[Start MATERIAL]

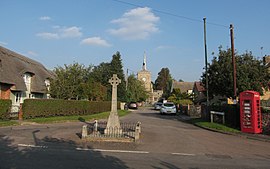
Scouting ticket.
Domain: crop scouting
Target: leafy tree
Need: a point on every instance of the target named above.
(251, 74)
(68, 80)
(177, 97)
(135, 90)
(93, 90)
(164, 82)
(104, 71)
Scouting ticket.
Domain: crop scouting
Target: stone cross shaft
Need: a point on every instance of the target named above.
(114, 81)
(113, 124)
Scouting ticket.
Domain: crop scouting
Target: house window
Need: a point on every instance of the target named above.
(27, 78)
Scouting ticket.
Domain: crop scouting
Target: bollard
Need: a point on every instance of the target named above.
(138, 127)
(84, 131)
(96, 126)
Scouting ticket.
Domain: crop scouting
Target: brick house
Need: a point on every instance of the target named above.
(22, 78)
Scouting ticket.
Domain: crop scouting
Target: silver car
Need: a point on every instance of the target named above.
(168, 108)
(158, 105)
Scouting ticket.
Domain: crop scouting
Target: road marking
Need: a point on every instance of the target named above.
(32, 146)
(113, 151)
(183, 154)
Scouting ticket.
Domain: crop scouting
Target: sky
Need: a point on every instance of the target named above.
(169, 32)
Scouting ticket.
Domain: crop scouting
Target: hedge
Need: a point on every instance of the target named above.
(33, 108)
(5, 106)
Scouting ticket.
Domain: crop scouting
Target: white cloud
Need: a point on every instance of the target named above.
(31, 53)
(48, 35)
(3, 43)
(71, 32)
(44, 18)
(135, 24)
(96, 41)
(61, 32)
(163, 47)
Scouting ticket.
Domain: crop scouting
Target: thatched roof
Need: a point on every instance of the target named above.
(13, 66)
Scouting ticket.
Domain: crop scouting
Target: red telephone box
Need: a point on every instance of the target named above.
(250, 112)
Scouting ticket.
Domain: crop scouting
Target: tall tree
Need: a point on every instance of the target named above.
(135, 91)
(68, 80)
(164, 82)
(251, 74)
(104, 71)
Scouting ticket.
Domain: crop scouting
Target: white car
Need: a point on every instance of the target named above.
(158, 105)
(168, 108)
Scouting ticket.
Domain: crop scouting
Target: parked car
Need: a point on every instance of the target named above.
(157, 105)
(168, 108)
(133, 105)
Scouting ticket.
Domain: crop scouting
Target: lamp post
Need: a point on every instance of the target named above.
(206, 64)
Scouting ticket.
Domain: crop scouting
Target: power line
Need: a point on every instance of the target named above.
(171, 14)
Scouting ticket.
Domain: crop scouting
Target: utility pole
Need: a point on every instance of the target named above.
(233, 61)
(206, 63)
(127, 80)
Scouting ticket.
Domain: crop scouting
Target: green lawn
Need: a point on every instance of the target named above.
(8, 123)
(58, 119)
(215, 126)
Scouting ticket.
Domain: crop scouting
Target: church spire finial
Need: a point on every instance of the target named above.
(144, 61)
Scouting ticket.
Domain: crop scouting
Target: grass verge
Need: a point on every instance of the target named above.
(59, 119)
(214, 126)
(8, 123)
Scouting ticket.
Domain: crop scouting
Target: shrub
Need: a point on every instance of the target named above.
(5, 106)
(33, 108)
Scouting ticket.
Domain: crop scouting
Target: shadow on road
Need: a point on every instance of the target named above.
(52, 153)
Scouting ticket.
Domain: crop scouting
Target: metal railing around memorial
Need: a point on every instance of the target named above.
(126, 130)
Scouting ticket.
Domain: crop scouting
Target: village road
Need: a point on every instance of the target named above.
(166, 142)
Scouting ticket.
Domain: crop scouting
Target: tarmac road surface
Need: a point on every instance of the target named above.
(166, 142)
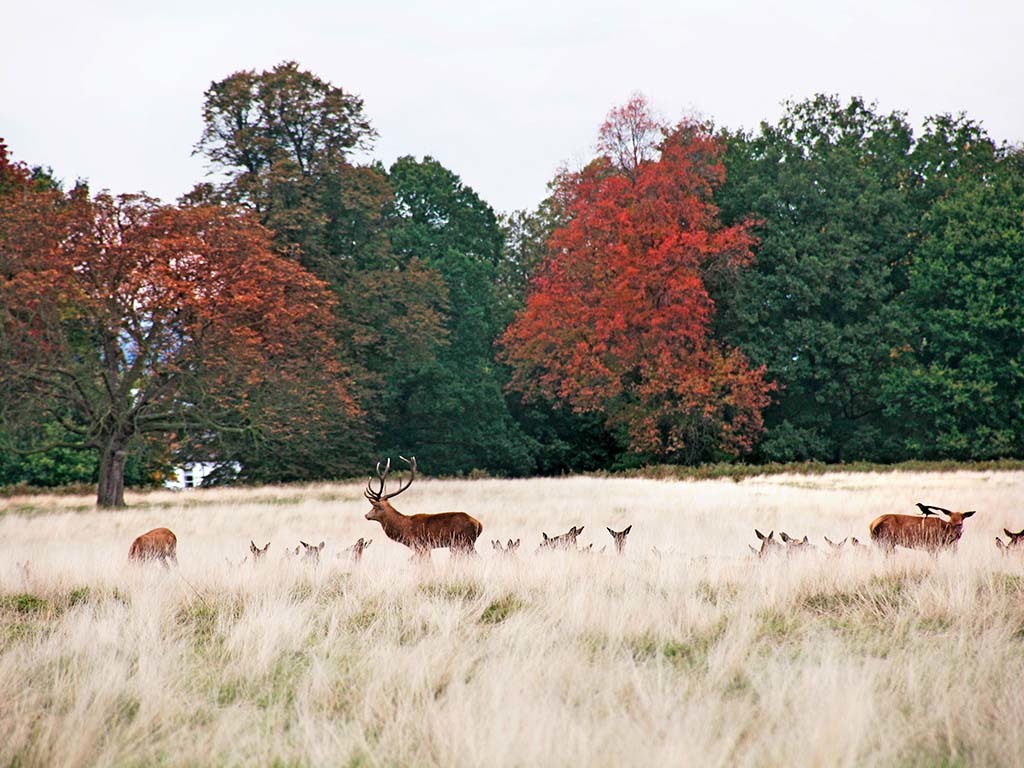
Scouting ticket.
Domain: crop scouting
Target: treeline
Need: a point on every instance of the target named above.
(828, 288)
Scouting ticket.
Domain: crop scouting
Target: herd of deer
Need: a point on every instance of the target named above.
(459, 531)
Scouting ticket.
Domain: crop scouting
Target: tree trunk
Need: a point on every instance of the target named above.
(111, 492)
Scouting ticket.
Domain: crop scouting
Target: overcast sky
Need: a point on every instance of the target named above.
(113, 91)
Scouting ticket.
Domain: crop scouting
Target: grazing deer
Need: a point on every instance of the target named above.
(159, 544)
(1016, 541)
(769, 545)
(796, 546)
(565, 541)
(928, 531)
(620, 538)
(421, 534)
(505, 550)
(310, 553)
(355, 551)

[End MATERIAL]

REQUIREMENT :: Leave the pictures out, and print every line of the listing exactly as written.

SOLUTION FOR THIS PROBLEM ::
Scouting ticket.
Domain: crop scouting
Target: leafy tree
Need: a point on every instance of the target named above.
(251, 74)
(68, 80)
(177, 97)
(135, 90)
(93, 90)
(164, 82)
(104, 71)
Scouting ticket.
Domain: crop scouting
Target: stone cross shaft
Need: a point on every instance of the target named above.
(114, 81)
(113, 124)
Scouting ticket.
Domain: crop scouting
Target: house window
Need: a point on every instance of the target named above.
(27, 78)
Scouting ticket.
Domain: crop scouting
Target: bollard
Need: a point on every instance of the target named above.
(138, 127)
(84, 131)
(96, 126)
Scouting ticket.
Domain: crop scouting
Target: brick house
Need: a point on every instance of the target named above.
(22, 78)
Scouting ticket.
Domain: crop scouting
Target: silver car
Need: a point on every instance of the target named above.
(168, 108)
(158, 105)
Scouting ticket.
Domain: crop scouting
Target: road marking
Need: a point on every instance of the target named above.
(32, 146)
(113, 151)
(183, 154)
Scouting ticket.
Domain: crop scouting
Target: sky
Need: a point on every instance of the target named above.
(169, 32)
Scouting ticket.
Domain: crop scouting
Target: hedge
Need: a point on every instance of the target named above.
(33, 108)
(5, 106)
Scouting ticket.
Domain: crop scouting
Target: white cloud
Need: a point on every instance of the target named above.
(31, 53)
(48, 35)
(3, 43)
(71, 32)
(44, 18)
(135, 24)
(96, 41)
(61, 32)
(163, 47)
Scouting ticket.
Domain: crop scouting
Target: thatched roof
Need: a point on every instance of the target named above.
(13, 66)
Scouting ticket.
Domain: crop scouting
Target: red telephone box
Need: a point on every instance of the target named above.
(250, 112)
Scouting ticket.
Domain: crop scouting
Target: tall tree
Need: a point on every instance of the target named above.
(135, 91)
(68, 80)
(164, 82)
(251, 74)
(104, 71)
Scouting ticket.
Domain: crop scouting
Target: white car
Need: a point on every instance of the target named above.
(158, 105)
(168, 108)
Scouting ticket.
Domain: crop scouting
Target: parked car
Need: a point on every instance of the target named above.
(157, 105)
(168, 108)
(133, 105)
Scouting ticket.
Domain: crop scouting
Target: lamp post
Need: a point on every instance of the target named above.
(206, 64)
Scouting ticket.
Domain: crop scouting
Target: power line
Need: a point on every instance of the target named above.
(171, 14)
Scouting ticket.
Domain: crop scouting
Target: utility pole
Need: a point on every instance of the target named above.
(233, 61)
(206, 63)
(127, 80)
Scouting ticket.
Domain: crop scouting
Target: green lawn
Need: a point on every instance of the target named above.
(8, 123)
(58, 119)
(215, 126)
Scouting ticket.
Domain: crop scouting
Target: church spire finial
Need: a point on every instance of the target named above.
(144, 61)
Scouting ticket.
Domain: crop scouting
Target: grass verge
Need: a point on every instance of the target named above.
(59, 119)
(214, 126)
(8, 123)
Scouting ticket.
Domain: crop scouting
Target: shrub
Need: a point on every instance of the target named above.
(5, 106)
(33, 108)
Scouting ticket.
Domain: crop scouting
Target: shadow on road
Need: a point on every instance of the target named above.
(52, 153)
Scouting ticket.
Domain: crop scouting
Target: metal railing around memorial
Need: a point on every instance of the target named above.
(126, 130)
Scouting ticket.
Domain: crop scouting
Target: village road
Need: a point on every instance of the target named above.
(166, 142)
Scouting ticket.
Domain: crop scouting
Target: tarmac road surface
Need: a point on every instance of the target named above.
(166, 142)
Scouting ticket.
Domain: crop scouting
Target: treeline
Need: a point on every instance of the target named above.
(828, 288)
Scouting ticket.
Domain: crop scouting
Target: herd of deer
Need: a point on every instance of the target named above.
(459, 531)
Scouting ticket.
Domain: crop scouting
Target: tree trunk
Need: a point on every instance of the target named above.
(111, 492)
Scouting ticket.
Domain: crop scouting
Target: overcast sky
Need: a point on every instance of the target named above.
(113, 91)
Scouting ticket.
Domain: crop scouting
Target: grazing deer
Need: a point on every instance of the target named above.
(159, 544)
(1016, 541)
(769, 545)
(796, 546)
(565, 541)
(928, 531)
(620, 538)
(421, 534)
(505, 550)
(310, 553)
(355, 551)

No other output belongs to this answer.